Start of SELECTED TEXT
A lightweight, zero-dependency Airflow plugin that monitors DAG/task health by querying the metadata DB — runtime anomalies, failure spikes, missed deadlines, stuck tasks, and schedule anomalies.
Project description
airflow-plugin-watchdog
| Category | Badges |
|---|---|
| License | |
| PyPI | |
| CI |
A lightweight, zero-dependency Airflow plugin that monitors DAG and task health by querying the metadata database.
No Prometheus. No Grafana. No Datadog. No DAG to deploy. Just pip install and go.
What it detects
| Detector | What it catches | How it works |
|---|---|---|
| Runtime anomaly | Tasks running unusually slow or fast | IQR-based outlier detection on task durations |
| Failure spike | Sudden increase in DAG failure rate | Compares recent failure rate vs historical baseline |
| Missed deadline | DAG runs taking too long | Flags running DAGs exceeding N× their median duration |
| Stuck task | Zombie or hung tasks | Flags tasks in running state beyond N× their historical max |
| Schedule anomaly | Tasks starting or ending at unusual times | IQR-based outlier detection on time-of-day (handles midnight wraparound) |
Requirements
- Apache Airflow >= 3.0.0
- Python >= 3.10
- A metadata database: PostgreSQL (recommended, integration-tested) or SQLite (tested). MySQL is not tested in CI but should work, as the code is backend-agnostic.
End of SELECTED TEXT
→ EXERCISE SET:
A. Answer these questions from the watchdog plugin description.
(i) What is the minimum Python version required?
(ii) How does the stuck task detector work?
(iii) Which database backend is recommended?
B. Swap "median" for "mean" in the part of the watchdog plugin description that opens with the words containing "What it detects" and closes with "code is backend-agnostic.", then write out that part.
Start of DATA LISTING
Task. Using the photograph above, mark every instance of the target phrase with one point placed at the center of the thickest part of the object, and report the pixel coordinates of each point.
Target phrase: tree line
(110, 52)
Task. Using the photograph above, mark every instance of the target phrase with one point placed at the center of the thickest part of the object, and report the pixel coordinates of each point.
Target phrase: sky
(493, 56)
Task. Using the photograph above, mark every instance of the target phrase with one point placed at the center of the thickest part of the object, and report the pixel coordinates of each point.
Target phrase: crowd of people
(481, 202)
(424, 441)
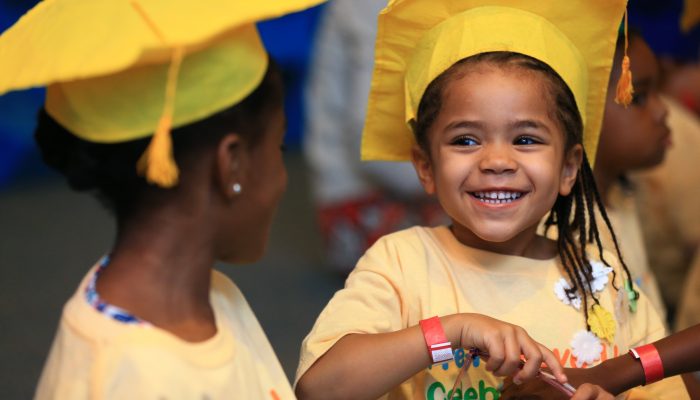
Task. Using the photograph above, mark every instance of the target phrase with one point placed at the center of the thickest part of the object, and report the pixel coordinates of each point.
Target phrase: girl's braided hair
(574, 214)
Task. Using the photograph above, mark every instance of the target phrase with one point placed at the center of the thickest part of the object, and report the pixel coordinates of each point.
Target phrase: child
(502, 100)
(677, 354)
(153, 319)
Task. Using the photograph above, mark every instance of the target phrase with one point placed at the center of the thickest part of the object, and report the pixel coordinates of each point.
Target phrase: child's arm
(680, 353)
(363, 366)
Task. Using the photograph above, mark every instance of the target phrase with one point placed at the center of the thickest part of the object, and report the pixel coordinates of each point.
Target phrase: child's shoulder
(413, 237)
End of DATA LISTING
Start of DATA LISTING
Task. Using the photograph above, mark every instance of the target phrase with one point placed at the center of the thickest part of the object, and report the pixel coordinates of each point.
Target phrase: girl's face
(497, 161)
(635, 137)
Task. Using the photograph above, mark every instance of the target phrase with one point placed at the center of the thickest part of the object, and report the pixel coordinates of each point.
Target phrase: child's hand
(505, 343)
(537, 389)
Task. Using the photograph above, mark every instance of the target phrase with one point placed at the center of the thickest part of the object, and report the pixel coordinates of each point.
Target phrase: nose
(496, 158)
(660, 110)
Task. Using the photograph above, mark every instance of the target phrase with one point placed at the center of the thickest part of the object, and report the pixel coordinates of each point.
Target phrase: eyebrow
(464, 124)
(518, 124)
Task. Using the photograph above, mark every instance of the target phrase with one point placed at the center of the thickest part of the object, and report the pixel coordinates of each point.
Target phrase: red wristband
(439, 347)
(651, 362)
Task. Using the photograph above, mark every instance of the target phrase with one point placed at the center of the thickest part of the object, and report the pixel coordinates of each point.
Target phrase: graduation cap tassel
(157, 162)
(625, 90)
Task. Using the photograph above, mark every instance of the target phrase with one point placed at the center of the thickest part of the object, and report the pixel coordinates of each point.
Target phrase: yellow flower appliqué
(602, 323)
End of DATA LISTING
→ TASK-BY-TASK RESULTS:
A.
(i) Python 3.10
(ii) It flags tasks in running state beyond N× their historical max.
(iii) PostgreSQL

B.
What it detects
| Detector | What it catches | How it works |
|---|---|---|
| Runtime anomaly | Tasks running unusually slow or fast | IQR-based outlier detection on task durations |
| Failure spike | Sudden increase in DAG failure rate | Compares recent failure rate vs historical baseline |
| Missed deadline | DAG runs taking too long | Flags running DAGs exceeding N× their mean duration |
| Stuck task | Zombie or hung tasks | Flags tasks in running state beyond N× their historical max |
| Schedule anomaly | Tasks starting or ending at unusual times | IQR-based outlier detection on time-of-day (handles midnight wraparound) |
Requirements
- Apache Airflow >= 3.0.0
- Python >= 3.10
- A metadata database: PostgreSQL (recommended, integration-tested) or SQLite (tested). MySQL is not tested in CI but should work, as the code is backend-agnostic.